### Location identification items
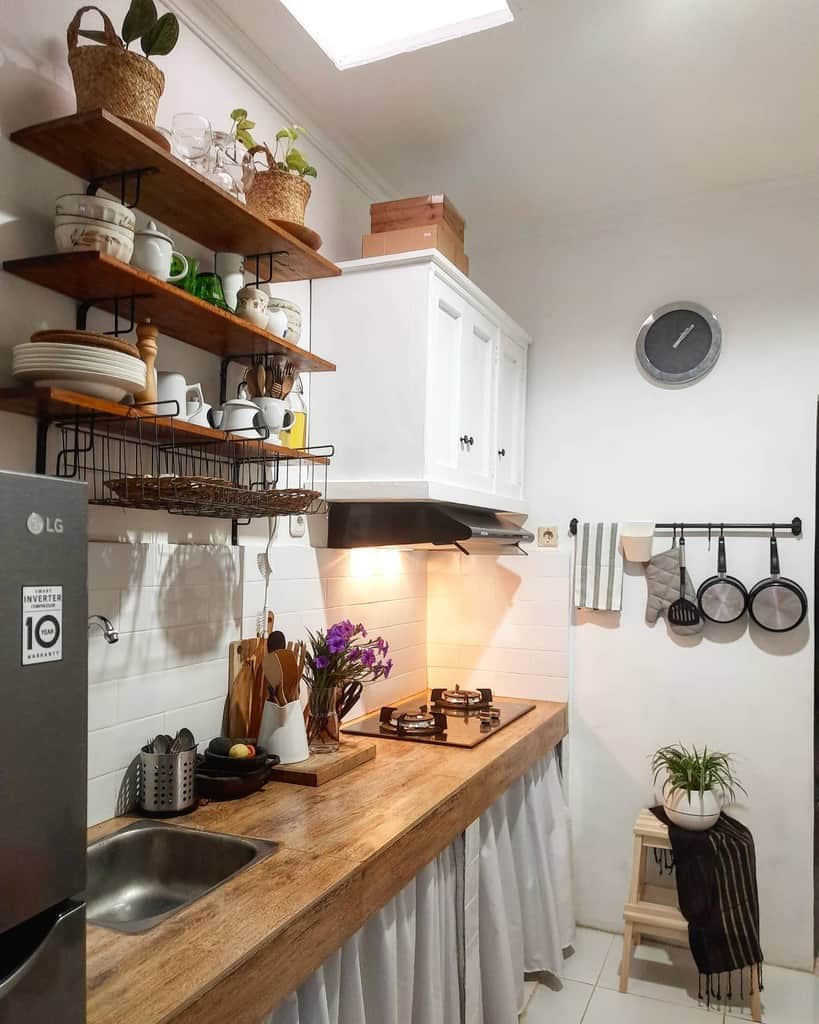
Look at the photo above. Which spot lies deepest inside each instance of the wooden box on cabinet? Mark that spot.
(429, 398)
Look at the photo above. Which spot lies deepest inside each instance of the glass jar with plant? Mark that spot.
(696, 784)
(278, 188)
(113, 76)
(337, 666)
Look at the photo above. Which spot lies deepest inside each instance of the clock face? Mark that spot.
(679, 343)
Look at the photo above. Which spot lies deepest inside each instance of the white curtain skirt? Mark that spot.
(453, 946)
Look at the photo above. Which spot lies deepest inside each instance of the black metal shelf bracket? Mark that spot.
(84, 307)
(271, 263)
(794, 526)
(123, 177)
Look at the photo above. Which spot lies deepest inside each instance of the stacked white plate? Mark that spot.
(79, 368)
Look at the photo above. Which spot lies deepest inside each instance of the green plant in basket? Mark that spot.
(692, 771)
(157, 36)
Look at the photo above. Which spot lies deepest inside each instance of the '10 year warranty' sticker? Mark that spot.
(42, 625)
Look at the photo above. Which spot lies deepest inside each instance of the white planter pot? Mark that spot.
(697, 814)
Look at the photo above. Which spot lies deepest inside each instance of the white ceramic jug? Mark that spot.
(173, 387)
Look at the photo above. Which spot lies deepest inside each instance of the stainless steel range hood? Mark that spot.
(425, 525)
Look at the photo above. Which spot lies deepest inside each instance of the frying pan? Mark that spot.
(777, 604)
(722, 598)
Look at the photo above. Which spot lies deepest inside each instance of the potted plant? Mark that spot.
(337, 666)
(696, 784)
(112, 75)
(278, 190)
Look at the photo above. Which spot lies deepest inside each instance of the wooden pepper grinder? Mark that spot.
(146, 345)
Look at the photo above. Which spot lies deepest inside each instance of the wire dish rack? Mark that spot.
(146, 461)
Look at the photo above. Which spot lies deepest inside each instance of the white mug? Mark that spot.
(173, 387)
(154, 252)
(252, 305)
(276, 416)
(199, 413)
(230, 267)
(283, 732)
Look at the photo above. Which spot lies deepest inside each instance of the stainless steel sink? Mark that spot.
(142, 873)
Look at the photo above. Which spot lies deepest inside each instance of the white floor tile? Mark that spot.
(788, 997)
(590, 951)
(565, 1006)
(615, 1008)
(658, 972)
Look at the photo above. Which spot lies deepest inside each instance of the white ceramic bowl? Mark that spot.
(85, 236)
(97, 208)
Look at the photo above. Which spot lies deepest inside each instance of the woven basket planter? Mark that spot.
(273, 194)
(111, 77)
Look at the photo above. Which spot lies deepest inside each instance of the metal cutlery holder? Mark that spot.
(167, 781)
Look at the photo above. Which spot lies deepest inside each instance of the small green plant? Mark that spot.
(693, 771)
(157, 35)
(240, 127)
(291, 159)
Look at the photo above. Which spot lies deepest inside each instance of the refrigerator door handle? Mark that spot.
(13, 975)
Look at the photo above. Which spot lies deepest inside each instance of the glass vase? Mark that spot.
(322, 720)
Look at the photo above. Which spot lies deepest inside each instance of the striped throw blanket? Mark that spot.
(598, 566)
(717, 886)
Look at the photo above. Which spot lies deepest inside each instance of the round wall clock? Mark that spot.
(679, 343)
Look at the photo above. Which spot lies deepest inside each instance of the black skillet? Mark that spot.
(777, 604)
(722, 598)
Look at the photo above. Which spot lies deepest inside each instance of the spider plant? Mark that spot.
(695, 771)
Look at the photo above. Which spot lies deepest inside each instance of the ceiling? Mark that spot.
(575, 108)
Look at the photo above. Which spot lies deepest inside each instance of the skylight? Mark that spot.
(357, 32)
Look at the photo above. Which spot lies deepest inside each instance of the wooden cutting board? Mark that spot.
(320, 768)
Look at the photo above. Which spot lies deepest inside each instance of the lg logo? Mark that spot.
(36, 524)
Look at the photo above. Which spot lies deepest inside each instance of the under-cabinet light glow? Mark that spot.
(357, 32)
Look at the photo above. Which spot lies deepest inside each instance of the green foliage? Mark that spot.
(693, 771)
(291, 159)
(140, 17)
(241, 127)
(157, 35)
(161, 37)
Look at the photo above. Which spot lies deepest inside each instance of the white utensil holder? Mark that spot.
(638, 540)
(283, 732)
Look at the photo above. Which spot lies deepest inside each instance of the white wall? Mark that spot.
(604, 443)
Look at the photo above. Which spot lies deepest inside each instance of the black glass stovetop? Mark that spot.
(463, 729)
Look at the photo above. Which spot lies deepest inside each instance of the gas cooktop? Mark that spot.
(446, 717)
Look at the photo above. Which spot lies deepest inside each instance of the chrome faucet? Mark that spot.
(111, 635)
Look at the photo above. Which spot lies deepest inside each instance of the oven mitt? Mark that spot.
(662, 580)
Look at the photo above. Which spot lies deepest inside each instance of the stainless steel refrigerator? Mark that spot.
(43, 749)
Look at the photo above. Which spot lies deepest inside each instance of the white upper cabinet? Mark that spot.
(429, 398)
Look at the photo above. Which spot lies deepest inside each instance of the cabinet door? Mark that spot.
(476, 428)
(511, 415)
(447, 332)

### PROBLEM DESCRIPTION
Repeat the data in full and exactly. Omit pictures.

### THE RESPONSE
Look at the photo above. Which spot lies deepest inside each instance of the wooden box on cabinet? Mark that spot.
(429, 398)
Look at the photo above. Which spot lies deepest inside each instance of the glass jar with plant? Mark that spot.
(696, 784)
(278, 188)
(113, 76)
(337, 666)
Look at the photo above. Which spot lies deepest inside each instance of the clock face? Mark that spot.
(679, 343)
Look at the photo above. Which spot lies deepest inside each instance of the white curtain skirt? Mark that spot.
(453, 946)
Look at the photo above. Which spot lies deepest inside each instance of the black metal shelf bracket? Mark that spot.
(84, 307)
(271, 263)
(794, 526)
(123, 177)
Look at the photo above. Which spot lies deepest inside each instance of the stacked white plate? Mark that spot.
(79, 368)
Look at the photo above. Which spot lies deepest inside each instance of the green plant in basket? Mark that spot.
(692, 771)
(157, 36)
Look at the photo above. Which spot lies deepest inside each instance of the '10 year warranty' sticker? Mark that spot.
(42, 625)
Look at the photo above. Which spot lies deepest inside each instance of the white planter pot? Mark that spot.
(697, 814)
Look at the photo above. Which spot lies deepest inside each instance of the white ceramic jug? Mark that spot.
(173, 387)
Look at the photo above. Which spot lies deepest inside each instance of the stainless steel range hood? Mark that spot.
(425, 525)
Look at the photo above. Which spot lies deepest inside each instance of the frying pan? Mark that spot.
(777, 604)
(722, 598)
Look at the photo above. Which spot lies deepest inside each instance of the potted plant? Mark that spot.
(337, 666)
(696, 784)
(112, 75)
(278, 190)
Look at the photo above. Which spot lies deepest inside each instance of the wooden pepper grinder? Mark that spot.
(146, 345)
Look at the photo above. Which spot lies deepest inside each instance of the wire dish rack? Mark that spot.
(146, 461)
Look at the photo above. Which spot lies deepest inside each instance of the white mug? Mark that spot.
(173, 387)
(154, 252)
(252, 305)
(276, 416)
(199, 413)
(230, 267)
(283, 732)
Look at the photo above. Which spot lies deepest inside each instance of the stainless steel sink? Mark that spot.
(142, 873)
Look at the photo above. Which spot lies deepest inside each instance of the white floor tile? Mark that spot.
(788, 997)
(590, 951)
(565, 1006)
(615, 1008)
(658, 972)
Look at the photo above. Which spot lies deepest inside each instance of the white ceramic bowl? Mark that spot.
(85, 236)
(97, 208)
Look at the photo above. Which spot lies deepest inside each instance of the woven basket planter? Mark that spot.
(273, 194)
(111, 77)
Look at the photo above. Which spot lies deepest inside each instance of the metal cutlery holder? Mark that spot.
(167, 781)
Look at the photo above. Which spot lies deepest inside each instance of the small green plant? Mark that spot.
(693, 771)
(157, 35)
(240, 127)
(291, 159)
Look at the photo above. Which spot lies deepest inside each instance of the refrigerator door handle? Mark that spot.
(13, 975)
Look at the photo above. Which spot lies deepest inside each instance of the glass vase? Mark that spot.
(322, 720)
Look at the photo above. Which spot lies deepest inside each instance of the striped throw blanket? Mark that spot.
(598, 566)
(717, 886)
Look at the photo above. Which spot lies deepest inside each instance of the round wall clock? Mark that spot.
(679, 343)
Look at the photo above. Which spot lies deepest inside each instance of the black skillet? Mark that spot.
(777, 604)
(722, 598)
Look at the photo above. Which spot lies deepest inside each instance of the spider plant? Mark that spot.
(695, 771)
Look at the photo above. Which spot lies deepest inside each instance of the ceiling? Mark that spot.
(575, 108)
Look at the photo above. Which spot lies deepest inside each instance of the skylight? Mark that spot.
(357, 32)
Look at the photo above. Which spot lies deepest inside each instance of the wooden cutting board? Mark that spot.
(320, 768)
Look at the photo above. Which spot lies deepest inside each instance of the lg logo? Mark that spot.
(36, 524)
Look at the photo above. Which spot lies deepest inside each instance of the under-cabinet light glow? Mark that spot.
(357, 32)
Look at the photo above. Which spot lies deepest inside each instance of the green foliage? Mark that spot.
(693, 771)
(291, 159)
(140, 17)
(241, 127)
(157, 35)
(161, 37)
Look at the photo above. Which spot lies deepest inside each instance of the white utensil holder? Mark that spot.
(638, 540)
(283, 732)
Look at the photo above. Which spot lies deepest inside each instance of the white wall? Mark that spot.
(604, 443)
Look at the photo above. Which spot lies deepest inside each instance of the black glass stovetop? Mark that spot.
(463, 729)
Look at the photo above. Which spot lies deepest inside each instance of the gas cooktop? Mark that spot.
(446, 717)
Look at the photo above. Which spot lies deepest inside each instance of the chrome faucet? Mark that spot.
(111, 635)
Look at the photo above. Which spot lies deepest inside each instance of the oven mitt? Mark that spot.
(662, 580)
Look at the photo above. Which spot lies deepest inside each instance of the stainless steel refrigerator? Mark that spot.
(43, 749)
Look at the photo above. Which spot lies deepest inside each instance of the white upper cabinet? Mark that spot.
(429, 398)
Look at the photo above. Which spot lies deepest inside each instance of the cabinet door? Mark that spot.
(476, 428)
(511, 415)
(447, 332)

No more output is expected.